> Tarefas e exercícios:
[1] De acordo com o texto sobre a Amazônia Azul, quantas pessoas a população mundial deve ultrapassar até a metade deste século?
[2] Dê continuidade ao texto sobre a Amazônia Azul, começando logo após a última frase apresentada.

======== Texto de origem ========

Amazônia azul: desafios e ações visando ao protagonismo brasileiro no Atlantico Sul

Este artigo é uma síntese do trabalho vencedor do Concurso Almirante Paulo Moreira da Silva 2023. A versão completa está disponível na Biblioteca do Clube Naval.

Por milênios, o mar foi percebido, meramente, como uma fonte de alimento para a humanidade, até que, a partir do século 15, as Grandes Navegações provocaram uma mudança desse status original, uma vez que o mar foi intensamente utilizado para o transporte de pessoas e mercadorias, impulsionando a descoberta de novos povos e territórios, bem como o comércio entre civilizações. Com a chegada do século 18, por ocasião da Revolução Industrial, ocorre uma nova mudança dessa condição, já que a humanidade passa a conceituar o mar de forma moderna e abrangente, incorporando e reconhecendo seu papel como importante fonte de riqueza e meio de comunicação (COUTAU-BEGARIE, 2011). Atualmente, o ambiente marinho se reveste de um status de poder e riqueza, alimentando desafios e cobiças, constituindo-se na última fronteira a ser explorada econômica e estrategicamente. Além disso, o crescimento da população mundial, que se estima ultrapassar nove bilhões de pessoas até a metade deste século, estimula as nações a buscarem por novos recursos naturais, alimentos e fontes de energia ofertados pelo ambiente marinho, de forma a promover o desenvolvimento desses países.

======== Registros armazenados ========

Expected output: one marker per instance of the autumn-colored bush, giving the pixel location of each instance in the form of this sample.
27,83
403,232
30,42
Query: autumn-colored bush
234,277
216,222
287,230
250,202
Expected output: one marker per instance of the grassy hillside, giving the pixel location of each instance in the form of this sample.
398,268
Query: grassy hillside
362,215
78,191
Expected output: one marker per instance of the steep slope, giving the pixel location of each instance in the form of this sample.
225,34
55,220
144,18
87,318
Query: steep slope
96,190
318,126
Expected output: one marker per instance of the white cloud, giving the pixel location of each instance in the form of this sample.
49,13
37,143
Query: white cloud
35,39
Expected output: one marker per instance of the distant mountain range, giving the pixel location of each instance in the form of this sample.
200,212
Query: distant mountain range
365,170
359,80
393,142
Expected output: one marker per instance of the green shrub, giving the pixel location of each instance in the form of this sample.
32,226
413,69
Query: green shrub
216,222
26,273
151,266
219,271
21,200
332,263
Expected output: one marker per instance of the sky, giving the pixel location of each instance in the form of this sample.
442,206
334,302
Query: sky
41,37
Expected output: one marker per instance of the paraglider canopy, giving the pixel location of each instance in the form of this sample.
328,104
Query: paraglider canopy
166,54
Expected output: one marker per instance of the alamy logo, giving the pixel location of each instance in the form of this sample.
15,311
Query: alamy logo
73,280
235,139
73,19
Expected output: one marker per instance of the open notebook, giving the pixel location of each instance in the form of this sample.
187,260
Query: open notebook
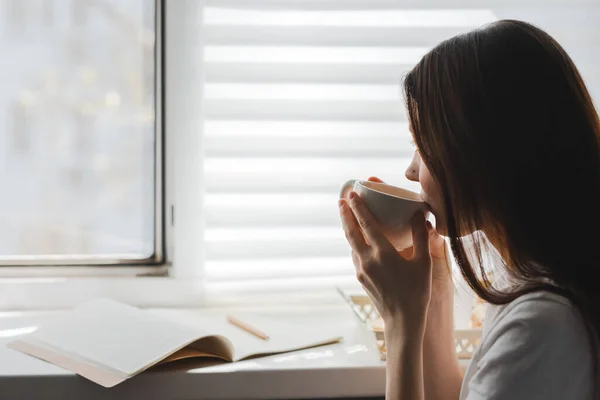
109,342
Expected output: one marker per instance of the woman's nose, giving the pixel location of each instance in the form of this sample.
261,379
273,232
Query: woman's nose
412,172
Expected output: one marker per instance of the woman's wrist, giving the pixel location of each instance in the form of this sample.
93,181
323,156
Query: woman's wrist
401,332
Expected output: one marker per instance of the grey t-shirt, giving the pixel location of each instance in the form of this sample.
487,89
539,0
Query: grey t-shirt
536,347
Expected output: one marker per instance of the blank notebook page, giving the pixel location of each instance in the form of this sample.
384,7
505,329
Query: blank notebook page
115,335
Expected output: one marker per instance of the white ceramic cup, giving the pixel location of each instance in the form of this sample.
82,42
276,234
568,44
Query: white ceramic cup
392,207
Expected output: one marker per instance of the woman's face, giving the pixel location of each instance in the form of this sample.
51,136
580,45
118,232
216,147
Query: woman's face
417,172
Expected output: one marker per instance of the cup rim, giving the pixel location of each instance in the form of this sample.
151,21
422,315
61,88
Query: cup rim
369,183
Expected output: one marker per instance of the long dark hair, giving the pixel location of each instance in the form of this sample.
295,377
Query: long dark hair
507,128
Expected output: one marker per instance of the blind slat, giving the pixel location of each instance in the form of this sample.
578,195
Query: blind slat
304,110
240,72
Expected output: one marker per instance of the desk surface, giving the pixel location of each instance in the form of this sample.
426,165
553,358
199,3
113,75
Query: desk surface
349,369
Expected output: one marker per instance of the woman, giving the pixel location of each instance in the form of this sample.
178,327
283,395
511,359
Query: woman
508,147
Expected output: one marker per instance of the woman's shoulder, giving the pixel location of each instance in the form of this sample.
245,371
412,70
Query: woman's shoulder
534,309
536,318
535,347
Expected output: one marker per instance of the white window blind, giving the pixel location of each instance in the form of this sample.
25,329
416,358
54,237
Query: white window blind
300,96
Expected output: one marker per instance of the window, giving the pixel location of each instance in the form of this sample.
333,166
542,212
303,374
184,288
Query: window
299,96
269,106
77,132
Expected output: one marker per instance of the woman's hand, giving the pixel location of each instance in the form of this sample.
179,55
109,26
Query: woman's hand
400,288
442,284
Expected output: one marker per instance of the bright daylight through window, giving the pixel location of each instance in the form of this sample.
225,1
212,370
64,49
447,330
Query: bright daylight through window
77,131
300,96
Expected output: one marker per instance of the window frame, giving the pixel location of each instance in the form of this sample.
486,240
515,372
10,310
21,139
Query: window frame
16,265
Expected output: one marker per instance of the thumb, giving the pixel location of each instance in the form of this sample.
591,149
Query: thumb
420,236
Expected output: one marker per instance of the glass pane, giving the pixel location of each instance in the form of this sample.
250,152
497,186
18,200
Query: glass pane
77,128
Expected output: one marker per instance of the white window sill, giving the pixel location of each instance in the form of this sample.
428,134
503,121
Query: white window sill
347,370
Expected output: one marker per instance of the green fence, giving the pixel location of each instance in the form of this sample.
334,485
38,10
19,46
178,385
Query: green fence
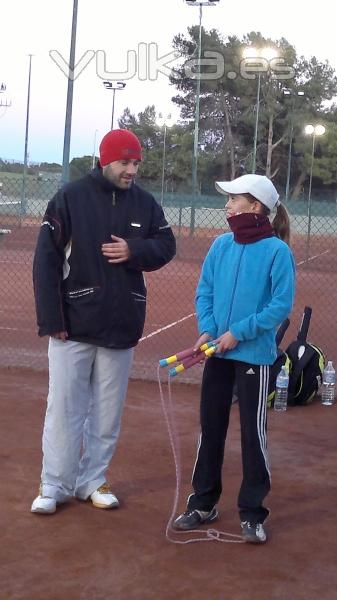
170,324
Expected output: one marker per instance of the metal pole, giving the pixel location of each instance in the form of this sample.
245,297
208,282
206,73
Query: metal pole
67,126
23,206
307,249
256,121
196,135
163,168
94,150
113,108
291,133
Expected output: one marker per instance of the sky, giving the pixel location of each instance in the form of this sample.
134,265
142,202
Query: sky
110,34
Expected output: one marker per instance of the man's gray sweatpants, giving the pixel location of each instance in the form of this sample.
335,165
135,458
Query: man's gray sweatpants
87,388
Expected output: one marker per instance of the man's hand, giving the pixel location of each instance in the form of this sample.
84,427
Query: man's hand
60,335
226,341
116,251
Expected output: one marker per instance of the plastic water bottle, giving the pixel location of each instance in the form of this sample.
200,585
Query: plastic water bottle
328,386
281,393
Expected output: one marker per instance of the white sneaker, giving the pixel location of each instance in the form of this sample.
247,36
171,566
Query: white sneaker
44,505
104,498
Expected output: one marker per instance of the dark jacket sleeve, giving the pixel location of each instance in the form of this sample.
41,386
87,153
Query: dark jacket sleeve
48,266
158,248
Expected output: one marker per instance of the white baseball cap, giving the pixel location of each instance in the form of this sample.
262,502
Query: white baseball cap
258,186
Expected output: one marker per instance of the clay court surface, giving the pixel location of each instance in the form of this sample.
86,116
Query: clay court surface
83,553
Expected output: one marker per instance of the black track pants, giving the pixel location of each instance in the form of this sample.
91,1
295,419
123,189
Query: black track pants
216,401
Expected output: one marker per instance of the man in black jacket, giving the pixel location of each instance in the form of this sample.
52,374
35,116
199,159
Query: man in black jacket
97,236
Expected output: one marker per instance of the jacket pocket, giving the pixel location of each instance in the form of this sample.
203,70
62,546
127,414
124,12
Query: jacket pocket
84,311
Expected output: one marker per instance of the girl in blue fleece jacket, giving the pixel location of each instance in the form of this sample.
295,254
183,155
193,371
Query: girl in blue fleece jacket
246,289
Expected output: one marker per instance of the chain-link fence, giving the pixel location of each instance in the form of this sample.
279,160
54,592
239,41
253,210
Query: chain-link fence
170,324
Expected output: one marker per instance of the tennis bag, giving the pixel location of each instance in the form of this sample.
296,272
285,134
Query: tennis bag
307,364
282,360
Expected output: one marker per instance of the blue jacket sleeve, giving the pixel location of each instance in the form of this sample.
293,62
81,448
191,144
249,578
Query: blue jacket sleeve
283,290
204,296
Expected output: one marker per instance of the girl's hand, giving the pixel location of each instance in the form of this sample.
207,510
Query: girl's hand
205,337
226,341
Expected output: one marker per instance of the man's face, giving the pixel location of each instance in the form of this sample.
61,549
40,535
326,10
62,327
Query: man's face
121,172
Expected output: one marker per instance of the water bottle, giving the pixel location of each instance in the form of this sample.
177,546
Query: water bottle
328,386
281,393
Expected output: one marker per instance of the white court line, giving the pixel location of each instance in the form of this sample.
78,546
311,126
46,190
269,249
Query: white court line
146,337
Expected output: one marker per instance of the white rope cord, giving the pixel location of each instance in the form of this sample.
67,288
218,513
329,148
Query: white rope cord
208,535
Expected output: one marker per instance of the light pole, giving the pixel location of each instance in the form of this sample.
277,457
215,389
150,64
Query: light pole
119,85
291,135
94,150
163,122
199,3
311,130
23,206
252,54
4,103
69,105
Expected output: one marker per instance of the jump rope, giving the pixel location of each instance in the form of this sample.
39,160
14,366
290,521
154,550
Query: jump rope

========
======== Registros armazenados ========

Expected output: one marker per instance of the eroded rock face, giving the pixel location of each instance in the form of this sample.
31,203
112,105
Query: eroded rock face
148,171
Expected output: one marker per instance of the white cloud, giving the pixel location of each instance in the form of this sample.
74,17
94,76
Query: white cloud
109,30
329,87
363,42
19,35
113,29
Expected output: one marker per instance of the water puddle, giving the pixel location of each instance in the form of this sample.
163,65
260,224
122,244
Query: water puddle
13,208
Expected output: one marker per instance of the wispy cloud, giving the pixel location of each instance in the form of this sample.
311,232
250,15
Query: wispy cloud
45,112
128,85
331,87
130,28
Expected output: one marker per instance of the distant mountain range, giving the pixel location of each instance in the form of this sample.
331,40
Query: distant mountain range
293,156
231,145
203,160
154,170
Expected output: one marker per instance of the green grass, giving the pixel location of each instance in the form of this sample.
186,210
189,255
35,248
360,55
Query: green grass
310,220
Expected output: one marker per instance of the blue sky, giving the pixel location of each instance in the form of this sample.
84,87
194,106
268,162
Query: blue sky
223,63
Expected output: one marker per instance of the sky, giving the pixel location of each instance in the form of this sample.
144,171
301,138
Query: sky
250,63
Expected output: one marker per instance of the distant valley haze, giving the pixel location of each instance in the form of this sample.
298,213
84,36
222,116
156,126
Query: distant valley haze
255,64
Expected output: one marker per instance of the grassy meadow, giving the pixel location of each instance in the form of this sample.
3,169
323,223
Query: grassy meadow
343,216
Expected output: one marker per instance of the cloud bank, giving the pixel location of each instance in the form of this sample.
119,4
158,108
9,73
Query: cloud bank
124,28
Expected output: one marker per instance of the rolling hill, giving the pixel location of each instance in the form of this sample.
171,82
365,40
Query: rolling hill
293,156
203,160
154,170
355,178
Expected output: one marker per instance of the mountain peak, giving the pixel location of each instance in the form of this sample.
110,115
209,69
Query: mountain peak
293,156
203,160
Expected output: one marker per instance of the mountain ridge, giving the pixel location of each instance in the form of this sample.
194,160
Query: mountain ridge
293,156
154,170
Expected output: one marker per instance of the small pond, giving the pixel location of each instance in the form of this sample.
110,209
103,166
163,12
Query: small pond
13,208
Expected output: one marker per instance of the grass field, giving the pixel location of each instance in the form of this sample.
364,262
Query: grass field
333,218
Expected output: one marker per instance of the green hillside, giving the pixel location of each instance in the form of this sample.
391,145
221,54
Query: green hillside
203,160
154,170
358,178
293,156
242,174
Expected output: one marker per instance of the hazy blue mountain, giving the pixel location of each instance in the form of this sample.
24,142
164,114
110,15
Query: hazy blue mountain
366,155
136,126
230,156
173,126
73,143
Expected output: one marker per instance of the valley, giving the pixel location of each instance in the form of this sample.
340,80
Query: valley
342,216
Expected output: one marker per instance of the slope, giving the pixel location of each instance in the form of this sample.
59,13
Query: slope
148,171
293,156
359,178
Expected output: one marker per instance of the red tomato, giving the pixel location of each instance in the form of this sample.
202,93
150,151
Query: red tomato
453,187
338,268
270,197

========

> Respostas:
[1] Nove bilhões de pessoas.

[2]
A DÉCADA DO OCEANO E AGENDA 2030

Nesse ínterim, a Década da Ciência Oceânica para o Desenvolvimento Sustentável (2021- 2030), chamada de “Década do Oceano”, inserida no escopo da Agenda 2030, cuja proposta foi apresentada pela Organização das Nações Unidas (ONU), em 2017, traz alguns aspectos relacionados aos Oceanos: Mudança Climática, Transição Energética e Economia Azul (ONU, 2017). Em paralelo, a Agenda 2030 tem como Plano de Ação erradicar a pobreza, proteger o planeta e alcançar a paz e a prosperidade e, por isso, foram estabelecidos dezessete Objetivos de Desenvolvimento Sustentável (ODS), destacando-se o de número quatorze, que trata do compromisso de conservar e usar sustentavelmente os oceanos, os mares e os recursos marinhos, conforme figura abaixo

AMAZÔNIA AZUL E A ECONOMIA AZUL (BLUE ECONOMY)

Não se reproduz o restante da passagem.